(Data excerpts)

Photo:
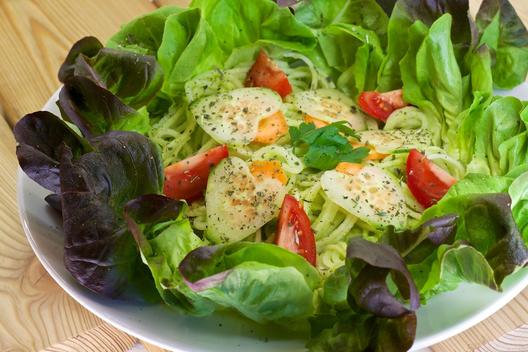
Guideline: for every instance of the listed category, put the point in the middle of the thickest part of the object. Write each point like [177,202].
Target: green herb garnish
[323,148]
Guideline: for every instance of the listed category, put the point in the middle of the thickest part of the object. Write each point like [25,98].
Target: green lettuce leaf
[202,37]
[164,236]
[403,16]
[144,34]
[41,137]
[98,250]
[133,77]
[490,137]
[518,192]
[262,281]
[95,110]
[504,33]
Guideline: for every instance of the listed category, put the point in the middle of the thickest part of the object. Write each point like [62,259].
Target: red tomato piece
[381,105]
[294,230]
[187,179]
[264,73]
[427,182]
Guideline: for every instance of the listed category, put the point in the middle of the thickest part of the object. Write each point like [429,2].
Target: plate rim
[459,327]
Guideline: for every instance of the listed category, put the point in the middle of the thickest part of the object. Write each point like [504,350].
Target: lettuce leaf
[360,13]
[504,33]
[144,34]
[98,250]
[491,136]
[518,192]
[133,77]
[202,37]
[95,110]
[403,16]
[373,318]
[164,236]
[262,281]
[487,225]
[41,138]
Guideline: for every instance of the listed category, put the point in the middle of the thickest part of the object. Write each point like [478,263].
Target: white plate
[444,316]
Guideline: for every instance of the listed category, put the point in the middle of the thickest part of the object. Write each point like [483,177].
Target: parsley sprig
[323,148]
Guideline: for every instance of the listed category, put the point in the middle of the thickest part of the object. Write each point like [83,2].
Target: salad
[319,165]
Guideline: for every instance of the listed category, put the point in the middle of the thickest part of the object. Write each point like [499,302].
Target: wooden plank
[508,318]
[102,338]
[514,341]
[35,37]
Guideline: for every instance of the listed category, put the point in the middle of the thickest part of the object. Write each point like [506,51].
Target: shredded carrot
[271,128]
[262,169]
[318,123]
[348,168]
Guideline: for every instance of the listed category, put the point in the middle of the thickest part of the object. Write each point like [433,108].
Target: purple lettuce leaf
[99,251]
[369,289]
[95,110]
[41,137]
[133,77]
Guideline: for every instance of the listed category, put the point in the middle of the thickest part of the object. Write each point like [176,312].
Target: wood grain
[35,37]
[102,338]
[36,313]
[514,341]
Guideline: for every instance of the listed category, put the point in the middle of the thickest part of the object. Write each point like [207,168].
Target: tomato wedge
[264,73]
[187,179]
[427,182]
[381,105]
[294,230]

(End Data excerpts)
(Data excerpts)

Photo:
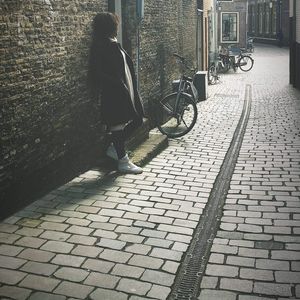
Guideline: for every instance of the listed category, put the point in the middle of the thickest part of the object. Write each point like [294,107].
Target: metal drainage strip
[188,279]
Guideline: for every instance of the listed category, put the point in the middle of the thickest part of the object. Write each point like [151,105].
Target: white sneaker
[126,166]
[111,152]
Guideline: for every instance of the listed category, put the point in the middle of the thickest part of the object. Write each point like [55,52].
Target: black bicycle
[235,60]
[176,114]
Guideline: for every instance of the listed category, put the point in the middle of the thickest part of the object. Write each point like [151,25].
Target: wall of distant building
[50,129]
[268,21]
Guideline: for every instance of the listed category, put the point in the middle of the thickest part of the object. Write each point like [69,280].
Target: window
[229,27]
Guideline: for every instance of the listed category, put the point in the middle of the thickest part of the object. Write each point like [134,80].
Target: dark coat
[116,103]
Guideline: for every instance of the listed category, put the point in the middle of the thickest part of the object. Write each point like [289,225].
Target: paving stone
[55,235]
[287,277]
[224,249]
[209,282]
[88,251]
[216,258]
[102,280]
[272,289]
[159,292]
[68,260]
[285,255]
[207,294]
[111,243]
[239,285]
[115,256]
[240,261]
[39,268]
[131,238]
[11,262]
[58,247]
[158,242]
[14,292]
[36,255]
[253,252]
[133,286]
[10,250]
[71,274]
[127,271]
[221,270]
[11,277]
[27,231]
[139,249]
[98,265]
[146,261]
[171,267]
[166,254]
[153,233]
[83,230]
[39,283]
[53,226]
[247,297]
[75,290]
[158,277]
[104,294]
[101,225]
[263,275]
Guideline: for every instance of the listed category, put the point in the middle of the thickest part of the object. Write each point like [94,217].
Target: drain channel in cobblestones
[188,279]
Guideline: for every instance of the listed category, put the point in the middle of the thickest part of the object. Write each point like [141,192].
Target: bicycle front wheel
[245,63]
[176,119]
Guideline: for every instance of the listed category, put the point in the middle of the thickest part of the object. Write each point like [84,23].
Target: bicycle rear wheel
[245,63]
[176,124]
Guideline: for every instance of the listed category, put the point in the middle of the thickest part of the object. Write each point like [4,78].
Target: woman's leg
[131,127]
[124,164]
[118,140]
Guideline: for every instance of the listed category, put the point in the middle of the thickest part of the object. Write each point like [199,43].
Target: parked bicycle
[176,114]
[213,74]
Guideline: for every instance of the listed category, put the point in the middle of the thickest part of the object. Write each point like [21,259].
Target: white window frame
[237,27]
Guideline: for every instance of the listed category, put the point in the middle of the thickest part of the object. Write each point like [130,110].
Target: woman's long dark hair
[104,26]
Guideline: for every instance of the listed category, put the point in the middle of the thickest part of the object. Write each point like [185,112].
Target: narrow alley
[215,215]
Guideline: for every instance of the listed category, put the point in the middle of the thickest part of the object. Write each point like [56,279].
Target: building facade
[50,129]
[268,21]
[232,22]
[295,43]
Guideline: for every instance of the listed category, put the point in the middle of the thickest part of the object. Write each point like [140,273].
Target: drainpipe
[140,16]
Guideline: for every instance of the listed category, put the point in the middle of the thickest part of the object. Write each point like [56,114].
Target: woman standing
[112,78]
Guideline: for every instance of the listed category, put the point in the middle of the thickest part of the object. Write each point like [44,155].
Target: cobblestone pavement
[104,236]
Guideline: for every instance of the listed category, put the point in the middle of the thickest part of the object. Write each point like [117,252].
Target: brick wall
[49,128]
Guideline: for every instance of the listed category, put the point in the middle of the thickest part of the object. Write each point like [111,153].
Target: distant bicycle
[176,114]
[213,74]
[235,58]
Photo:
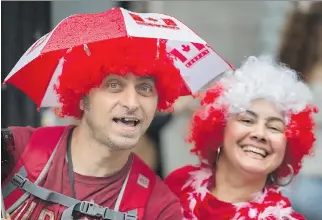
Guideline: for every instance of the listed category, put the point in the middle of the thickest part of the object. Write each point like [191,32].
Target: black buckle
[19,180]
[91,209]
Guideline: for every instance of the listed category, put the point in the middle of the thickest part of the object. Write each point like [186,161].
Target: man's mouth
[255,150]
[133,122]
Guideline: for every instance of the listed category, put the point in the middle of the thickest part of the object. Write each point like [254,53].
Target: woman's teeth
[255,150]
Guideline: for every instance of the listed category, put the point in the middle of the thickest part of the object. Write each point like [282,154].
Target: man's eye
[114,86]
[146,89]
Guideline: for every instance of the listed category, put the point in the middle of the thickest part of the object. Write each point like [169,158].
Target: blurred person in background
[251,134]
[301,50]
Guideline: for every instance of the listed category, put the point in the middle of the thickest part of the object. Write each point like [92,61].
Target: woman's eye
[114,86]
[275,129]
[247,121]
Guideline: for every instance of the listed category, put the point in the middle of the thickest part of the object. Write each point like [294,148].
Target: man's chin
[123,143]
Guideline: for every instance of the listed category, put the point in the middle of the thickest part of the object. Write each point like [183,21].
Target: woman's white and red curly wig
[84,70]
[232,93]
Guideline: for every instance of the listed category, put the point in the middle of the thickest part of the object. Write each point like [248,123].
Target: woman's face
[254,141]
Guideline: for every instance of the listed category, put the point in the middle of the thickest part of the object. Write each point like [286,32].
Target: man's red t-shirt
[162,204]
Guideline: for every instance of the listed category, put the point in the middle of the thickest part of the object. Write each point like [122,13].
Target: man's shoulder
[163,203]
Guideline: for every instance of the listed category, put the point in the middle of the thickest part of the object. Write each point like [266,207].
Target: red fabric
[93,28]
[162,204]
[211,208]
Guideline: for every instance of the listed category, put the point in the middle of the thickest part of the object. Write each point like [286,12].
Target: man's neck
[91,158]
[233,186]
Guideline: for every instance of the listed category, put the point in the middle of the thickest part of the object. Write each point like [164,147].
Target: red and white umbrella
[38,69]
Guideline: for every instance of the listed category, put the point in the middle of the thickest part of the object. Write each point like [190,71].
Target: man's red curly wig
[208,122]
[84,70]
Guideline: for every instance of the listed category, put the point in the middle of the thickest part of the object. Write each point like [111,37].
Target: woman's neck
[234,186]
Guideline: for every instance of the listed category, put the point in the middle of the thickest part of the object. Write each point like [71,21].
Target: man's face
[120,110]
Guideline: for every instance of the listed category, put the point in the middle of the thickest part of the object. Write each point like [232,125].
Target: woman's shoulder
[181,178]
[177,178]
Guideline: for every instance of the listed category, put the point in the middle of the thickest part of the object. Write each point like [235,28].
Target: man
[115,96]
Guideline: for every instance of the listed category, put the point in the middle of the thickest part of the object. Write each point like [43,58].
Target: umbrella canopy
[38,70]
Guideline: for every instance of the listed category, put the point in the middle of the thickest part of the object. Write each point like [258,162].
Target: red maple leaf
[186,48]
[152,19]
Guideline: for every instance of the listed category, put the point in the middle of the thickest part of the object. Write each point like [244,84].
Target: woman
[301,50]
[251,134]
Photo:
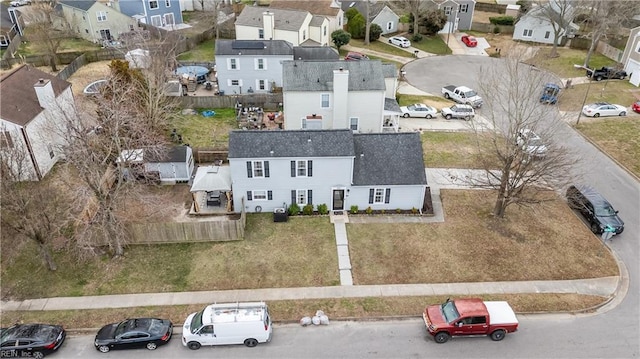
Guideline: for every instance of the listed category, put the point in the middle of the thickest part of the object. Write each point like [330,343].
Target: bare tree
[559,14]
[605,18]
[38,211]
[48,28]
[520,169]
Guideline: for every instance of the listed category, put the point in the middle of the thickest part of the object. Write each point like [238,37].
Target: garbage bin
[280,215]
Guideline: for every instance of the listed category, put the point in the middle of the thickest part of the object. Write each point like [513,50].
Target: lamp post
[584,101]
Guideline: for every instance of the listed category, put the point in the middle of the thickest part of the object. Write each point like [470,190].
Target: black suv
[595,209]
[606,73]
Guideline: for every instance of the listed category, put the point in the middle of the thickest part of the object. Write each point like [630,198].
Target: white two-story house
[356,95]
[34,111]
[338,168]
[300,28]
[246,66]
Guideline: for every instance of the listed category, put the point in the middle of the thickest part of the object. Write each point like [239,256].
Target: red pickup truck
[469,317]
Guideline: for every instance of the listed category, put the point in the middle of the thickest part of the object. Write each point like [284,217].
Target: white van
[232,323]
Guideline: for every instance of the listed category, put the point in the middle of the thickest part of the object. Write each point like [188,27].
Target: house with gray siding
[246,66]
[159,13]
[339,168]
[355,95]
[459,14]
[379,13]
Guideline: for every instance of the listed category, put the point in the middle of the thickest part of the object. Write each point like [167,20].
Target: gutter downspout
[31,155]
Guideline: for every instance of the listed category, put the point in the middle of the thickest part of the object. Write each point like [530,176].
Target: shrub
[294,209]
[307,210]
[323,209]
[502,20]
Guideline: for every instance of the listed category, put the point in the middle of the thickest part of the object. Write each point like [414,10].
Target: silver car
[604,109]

(End Data excerpts)

### Task details
Given the records above, reproduce precisely and only the lines between the line holding "Target: parsley sprig" and the line holding "point like [433,108].", inclusive.

### Final answer
Target: parsley sprig
[323,148]
Guideline: for every instance of the listed category, put the point in the middle of the thickest part of the object. Write each point like [83,2].
Target: salad
[319,165]
Guideline: for every instance of the listed category, put the point in the middle of the thickest part of the object. Write each point like [499,302].
Target: wooden plank
[508,318]
[102,338]
[514,341]
[35,37]
Guideline: for every instance of the listed category, put the point in the middle of the thickest part of the object. Write each point like [506,51].
Target: shredded carrot
[271,128]
[262,169]
[318,123]
[348,168]
Guideline: for every instance of the listed category, put the point in the middle of the thickest part of the object. Write each point like [433,108].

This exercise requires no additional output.